== DATA SECTION ==
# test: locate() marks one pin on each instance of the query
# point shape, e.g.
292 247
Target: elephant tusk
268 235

--

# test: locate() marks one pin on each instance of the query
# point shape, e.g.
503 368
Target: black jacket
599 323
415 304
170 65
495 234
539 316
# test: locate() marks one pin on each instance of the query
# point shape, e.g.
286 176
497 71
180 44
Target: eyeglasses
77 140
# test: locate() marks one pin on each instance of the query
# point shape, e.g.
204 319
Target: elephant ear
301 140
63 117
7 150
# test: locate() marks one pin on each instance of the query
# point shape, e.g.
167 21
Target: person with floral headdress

==

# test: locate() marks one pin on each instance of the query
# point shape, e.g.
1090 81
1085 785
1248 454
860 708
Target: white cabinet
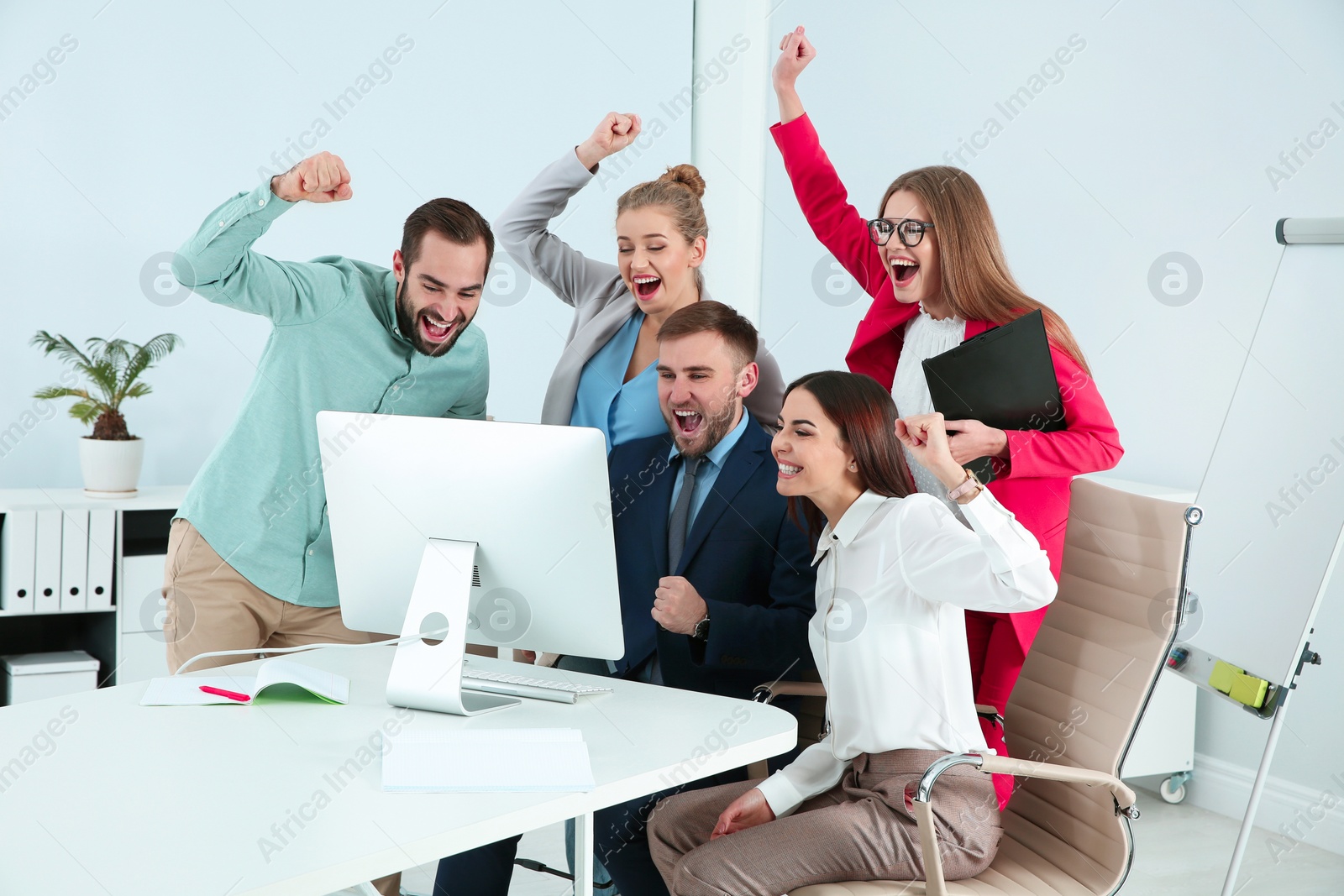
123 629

== AIM OF THE EXERCISE ==
Of the entries above, repeat exactly the lines from the line with "Target: eyeglasses" through the line with "Target: person with floral headdress", both of them included.

== ANSWER BOX ==
Target: eyeglasses
77 140
# test: locate() marks one pin on each instance of the query
# point shape, e.g.
204 319
Target: elephant ear
301 140
63 117
7 150
# test: locate() marks one pin on each instance of the query
# point shape, e.g.
167 21
Target: person with floral headdress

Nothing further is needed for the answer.